##### MATERIAL SUPPLIED

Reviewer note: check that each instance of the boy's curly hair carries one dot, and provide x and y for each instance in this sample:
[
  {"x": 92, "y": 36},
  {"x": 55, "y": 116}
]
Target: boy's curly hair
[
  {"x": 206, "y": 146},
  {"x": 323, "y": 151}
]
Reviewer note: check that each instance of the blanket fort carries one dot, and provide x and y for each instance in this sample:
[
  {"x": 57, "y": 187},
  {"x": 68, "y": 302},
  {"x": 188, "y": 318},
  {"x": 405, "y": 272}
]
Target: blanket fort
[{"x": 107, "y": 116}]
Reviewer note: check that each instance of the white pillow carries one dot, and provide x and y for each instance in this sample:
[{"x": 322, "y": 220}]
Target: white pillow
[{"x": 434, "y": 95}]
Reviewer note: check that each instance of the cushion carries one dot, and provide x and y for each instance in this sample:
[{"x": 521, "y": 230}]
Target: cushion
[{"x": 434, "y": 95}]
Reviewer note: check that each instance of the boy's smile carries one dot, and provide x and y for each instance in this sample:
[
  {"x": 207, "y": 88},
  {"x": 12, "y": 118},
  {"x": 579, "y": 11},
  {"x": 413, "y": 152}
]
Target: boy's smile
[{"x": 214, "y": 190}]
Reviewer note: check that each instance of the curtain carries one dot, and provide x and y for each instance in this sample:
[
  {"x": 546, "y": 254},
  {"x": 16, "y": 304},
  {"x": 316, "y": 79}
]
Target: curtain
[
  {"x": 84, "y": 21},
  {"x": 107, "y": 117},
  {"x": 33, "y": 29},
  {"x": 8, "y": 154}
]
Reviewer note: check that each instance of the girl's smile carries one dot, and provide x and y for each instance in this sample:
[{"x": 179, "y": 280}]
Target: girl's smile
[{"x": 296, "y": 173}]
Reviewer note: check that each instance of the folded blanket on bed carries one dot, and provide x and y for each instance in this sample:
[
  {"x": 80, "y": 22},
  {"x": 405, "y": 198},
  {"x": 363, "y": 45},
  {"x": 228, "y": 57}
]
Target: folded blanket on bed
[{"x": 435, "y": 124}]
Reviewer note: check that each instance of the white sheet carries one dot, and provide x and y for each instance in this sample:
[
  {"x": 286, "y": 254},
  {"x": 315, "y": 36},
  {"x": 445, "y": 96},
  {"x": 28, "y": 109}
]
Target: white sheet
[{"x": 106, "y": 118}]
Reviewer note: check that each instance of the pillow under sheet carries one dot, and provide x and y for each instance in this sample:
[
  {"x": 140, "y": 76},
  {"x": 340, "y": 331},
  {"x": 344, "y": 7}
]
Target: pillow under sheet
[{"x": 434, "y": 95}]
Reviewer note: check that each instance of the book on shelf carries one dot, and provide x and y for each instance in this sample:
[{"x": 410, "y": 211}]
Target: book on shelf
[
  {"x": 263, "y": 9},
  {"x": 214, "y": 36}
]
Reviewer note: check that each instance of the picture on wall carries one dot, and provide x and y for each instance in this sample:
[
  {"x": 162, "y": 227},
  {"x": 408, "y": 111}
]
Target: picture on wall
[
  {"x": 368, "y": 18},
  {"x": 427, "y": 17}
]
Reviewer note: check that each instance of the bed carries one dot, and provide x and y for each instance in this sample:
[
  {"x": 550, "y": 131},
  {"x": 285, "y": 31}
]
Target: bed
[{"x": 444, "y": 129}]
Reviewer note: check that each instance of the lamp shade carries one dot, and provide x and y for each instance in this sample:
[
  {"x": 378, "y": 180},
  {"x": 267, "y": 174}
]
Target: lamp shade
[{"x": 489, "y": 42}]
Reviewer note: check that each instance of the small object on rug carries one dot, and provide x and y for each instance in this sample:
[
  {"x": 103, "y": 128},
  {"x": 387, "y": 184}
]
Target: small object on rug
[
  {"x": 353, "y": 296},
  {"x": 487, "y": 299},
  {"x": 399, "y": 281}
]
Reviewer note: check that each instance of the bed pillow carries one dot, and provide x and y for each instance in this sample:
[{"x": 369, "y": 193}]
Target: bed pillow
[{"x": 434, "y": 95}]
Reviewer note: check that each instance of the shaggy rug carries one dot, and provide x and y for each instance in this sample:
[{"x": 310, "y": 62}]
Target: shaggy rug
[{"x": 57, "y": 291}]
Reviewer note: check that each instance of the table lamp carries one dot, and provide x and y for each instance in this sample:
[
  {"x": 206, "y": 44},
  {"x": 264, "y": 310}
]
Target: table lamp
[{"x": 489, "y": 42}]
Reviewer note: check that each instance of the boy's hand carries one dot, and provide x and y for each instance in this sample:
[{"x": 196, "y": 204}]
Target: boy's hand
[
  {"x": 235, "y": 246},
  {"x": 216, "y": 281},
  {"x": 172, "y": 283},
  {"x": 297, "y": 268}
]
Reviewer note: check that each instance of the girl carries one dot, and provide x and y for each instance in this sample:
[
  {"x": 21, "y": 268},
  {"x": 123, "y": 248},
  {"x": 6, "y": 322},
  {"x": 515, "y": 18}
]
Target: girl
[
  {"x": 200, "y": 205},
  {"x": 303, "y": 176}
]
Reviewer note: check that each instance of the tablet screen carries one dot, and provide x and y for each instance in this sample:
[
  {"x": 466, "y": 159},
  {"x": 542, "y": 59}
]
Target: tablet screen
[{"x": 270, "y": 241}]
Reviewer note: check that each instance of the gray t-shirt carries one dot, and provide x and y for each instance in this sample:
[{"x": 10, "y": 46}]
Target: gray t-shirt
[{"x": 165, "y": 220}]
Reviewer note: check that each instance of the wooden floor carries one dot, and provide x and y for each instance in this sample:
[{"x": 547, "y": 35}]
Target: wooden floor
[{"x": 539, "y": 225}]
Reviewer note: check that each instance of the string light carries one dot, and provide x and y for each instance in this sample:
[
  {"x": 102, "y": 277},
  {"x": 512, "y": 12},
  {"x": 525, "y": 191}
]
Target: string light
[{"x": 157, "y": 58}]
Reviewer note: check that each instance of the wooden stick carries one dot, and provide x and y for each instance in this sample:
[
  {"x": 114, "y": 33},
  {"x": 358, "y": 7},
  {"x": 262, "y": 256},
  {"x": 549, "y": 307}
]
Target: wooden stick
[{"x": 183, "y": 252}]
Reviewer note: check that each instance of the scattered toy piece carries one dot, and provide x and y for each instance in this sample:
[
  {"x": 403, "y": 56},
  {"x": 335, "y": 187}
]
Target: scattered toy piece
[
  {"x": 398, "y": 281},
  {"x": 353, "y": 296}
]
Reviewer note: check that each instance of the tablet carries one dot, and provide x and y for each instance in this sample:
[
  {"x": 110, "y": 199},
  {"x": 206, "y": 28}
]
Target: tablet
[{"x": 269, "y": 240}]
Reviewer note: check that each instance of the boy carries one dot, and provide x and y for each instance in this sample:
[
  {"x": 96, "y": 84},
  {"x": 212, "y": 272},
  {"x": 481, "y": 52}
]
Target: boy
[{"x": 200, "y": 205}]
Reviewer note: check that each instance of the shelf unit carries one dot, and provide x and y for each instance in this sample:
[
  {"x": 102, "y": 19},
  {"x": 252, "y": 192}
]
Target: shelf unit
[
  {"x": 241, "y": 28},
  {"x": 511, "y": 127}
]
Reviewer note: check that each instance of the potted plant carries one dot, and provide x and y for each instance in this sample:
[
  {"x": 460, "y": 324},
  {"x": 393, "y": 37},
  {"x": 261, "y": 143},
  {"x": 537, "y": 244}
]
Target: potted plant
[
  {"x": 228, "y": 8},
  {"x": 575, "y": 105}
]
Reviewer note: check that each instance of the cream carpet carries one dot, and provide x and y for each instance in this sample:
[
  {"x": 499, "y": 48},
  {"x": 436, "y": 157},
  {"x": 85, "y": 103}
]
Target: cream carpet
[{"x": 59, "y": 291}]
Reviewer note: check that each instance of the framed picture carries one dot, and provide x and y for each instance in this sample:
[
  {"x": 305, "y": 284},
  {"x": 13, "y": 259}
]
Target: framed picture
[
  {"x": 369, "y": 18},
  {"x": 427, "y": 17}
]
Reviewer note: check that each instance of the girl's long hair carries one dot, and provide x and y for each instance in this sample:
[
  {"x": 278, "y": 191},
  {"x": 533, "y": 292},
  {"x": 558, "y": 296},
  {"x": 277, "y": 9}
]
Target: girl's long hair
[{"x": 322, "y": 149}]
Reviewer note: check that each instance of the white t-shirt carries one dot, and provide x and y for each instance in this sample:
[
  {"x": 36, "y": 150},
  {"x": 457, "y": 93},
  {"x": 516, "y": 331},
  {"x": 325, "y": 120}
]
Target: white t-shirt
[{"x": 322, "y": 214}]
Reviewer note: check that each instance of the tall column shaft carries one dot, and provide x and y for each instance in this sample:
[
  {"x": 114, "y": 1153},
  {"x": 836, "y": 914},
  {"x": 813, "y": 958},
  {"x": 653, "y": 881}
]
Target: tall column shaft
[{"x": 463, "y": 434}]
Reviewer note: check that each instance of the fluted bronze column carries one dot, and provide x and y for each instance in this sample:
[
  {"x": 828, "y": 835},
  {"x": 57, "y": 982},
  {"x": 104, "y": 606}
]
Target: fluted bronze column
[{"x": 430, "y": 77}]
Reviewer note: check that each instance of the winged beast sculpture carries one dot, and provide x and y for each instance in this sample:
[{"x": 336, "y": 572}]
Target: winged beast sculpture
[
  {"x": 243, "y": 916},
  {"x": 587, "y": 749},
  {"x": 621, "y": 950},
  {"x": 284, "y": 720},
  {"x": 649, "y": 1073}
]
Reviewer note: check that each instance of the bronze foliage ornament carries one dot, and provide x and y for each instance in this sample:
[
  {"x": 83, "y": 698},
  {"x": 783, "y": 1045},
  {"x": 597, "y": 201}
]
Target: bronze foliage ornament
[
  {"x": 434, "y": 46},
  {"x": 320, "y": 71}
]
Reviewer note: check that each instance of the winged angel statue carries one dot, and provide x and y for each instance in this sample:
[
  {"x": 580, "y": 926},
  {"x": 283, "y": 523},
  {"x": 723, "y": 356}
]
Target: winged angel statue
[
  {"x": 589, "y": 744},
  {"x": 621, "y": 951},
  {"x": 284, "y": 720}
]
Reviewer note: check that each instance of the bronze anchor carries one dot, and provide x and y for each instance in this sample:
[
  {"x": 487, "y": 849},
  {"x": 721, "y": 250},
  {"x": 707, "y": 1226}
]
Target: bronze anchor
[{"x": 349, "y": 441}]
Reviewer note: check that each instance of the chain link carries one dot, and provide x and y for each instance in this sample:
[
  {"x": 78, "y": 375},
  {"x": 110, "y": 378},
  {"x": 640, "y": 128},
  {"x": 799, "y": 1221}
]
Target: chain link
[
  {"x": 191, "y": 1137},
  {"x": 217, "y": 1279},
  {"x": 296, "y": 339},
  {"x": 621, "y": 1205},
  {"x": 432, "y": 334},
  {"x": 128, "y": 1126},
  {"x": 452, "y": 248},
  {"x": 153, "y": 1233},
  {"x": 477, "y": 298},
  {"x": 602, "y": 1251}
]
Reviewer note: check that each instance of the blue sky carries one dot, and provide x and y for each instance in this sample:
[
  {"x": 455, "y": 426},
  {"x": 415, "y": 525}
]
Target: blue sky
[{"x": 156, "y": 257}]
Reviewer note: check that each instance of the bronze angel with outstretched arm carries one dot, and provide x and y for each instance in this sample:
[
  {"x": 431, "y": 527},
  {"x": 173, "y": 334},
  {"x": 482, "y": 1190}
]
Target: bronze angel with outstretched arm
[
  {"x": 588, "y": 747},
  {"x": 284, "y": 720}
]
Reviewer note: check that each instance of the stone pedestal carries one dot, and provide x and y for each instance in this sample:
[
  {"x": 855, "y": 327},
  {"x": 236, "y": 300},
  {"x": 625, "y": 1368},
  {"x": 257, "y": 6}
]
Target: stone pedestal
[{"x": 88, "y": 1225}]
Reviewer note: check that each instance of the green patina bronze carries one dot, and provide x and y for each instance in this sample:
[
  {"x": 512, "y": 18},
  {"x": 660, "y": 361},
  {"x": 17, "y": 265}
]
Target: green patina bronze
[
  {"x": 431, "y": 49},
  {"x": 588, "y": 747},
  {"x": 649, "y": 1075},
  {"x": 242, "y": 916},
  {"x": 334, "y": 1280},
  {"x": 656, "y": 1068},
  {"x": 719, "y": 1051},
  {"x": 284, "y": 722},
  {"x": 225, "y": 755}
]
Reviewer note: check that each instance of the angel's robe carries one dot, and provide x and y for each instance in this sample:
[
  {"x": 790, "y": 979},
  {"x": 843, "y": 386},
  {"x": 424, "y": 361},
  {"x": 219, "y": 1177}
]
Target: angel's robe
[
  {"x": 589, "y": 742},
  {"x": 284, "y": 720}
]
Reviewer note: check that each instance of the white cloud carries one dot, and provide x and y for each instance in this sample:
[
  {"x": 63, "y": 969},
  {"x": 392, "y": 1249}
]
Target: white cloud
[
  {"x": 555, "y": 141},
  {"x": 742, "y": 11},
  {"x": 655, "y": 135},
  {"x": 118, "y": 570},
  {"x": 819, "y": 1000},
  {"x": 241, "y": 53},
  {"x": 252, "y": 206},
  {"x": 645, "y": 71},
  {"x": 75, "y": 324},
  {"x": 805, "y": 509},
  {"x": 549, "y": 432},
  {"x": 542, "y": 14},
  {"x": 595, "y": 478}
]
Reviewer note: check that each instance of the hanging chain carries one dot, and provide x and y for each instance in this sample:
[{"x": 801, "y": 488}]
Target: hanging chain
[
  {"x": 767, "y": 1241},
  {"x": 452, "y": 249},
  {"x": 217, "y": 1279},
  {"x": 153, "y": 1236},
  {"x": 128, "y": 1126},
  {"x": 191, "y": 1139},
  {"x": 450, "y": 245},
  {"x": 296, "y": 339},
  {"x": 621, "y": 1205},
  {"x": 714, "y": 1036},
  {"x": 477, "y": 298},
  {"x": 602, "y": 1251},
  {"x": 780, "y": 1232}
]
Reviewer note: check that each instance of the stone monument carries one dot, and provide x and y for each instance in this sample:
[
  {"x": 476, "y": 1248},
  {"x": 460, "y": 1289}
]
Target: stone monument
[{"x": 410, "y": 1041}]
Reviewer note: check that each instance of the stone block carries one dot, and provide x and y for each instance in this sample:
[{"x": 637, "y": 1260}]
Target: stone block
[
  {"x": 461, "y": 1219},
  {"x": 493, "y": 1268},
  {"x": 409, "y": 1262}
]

##########

Exactly as written, please reproduce the lines from the first line of the data to the line containing "Reviewer note: check that each instance of the girl's smile", inclusive, and nothing else.

ANSWER TO THIS EXERCISE ▸
Reviewer note: check that each instance of the boy's curly hair carries one dot, and provide x and y for each instance in this sample:
[
  {"x": 92, "y": 36},
  {"x": 55, "y": 116}
]
Target: boy's curly hair
[
  {"x": 206, "y": 146},
  {"x": 323, "y": 151}
]
Reviewer note: check that each instance of the blanket fort carries one dot, and provide x and y for each instance in this sample:
[
  {"x": 57, "y": 187},
  {"x": 68, "y": 302},
  {"x": 188, "y": 318},
  {"x": 405, "y": 272}
]
Target: blanket fort
[{"x": 107, "y": 116}]
Reviewer note: check that each instance of the white pillow carries one dot, and provide x and y for each instance in this sample:
[{"x": 322, "y": 220}]
Target: white pillow
[{"x": 434, "y": 95}]
Reviewer note: check that each instance of the cushion carries one dot, and provide x and y for each instance in this sample:
[{"x": 521, "y": 230}]
Target: cushion
[{"x": 434, "y": 95}]
Reviewer note: check that each instance of the boy's smile carries one dot, and provide x and y for each instance in this sample:
[
  {"x": 207, "y": 88},
  {"x": 12, "y": 118},
  {"x": 579, "y": 11},
  {"x": 413, "y": 152}
]
Target: boy's smile
[{"x": 214, "y": 190}]
Reviewer note: check that each instance of the curtain carries one dot, and provide x and y for each instance in this sample:
[
  {"x": 546, "y": 254},
  {"x": 16, "y": 304},
  {"x": 316, "y": 79}
]
Target: curtain
[
  {"x": 84, "y": 21},
  {"x": 107, "y": 117},
  {"x": 33, "y": 29},
  {"x": 8, "y": 154}
]
Reviewer note: check that each instance of the girl's smile carries one dot, and provide x and y for each instance in this sample:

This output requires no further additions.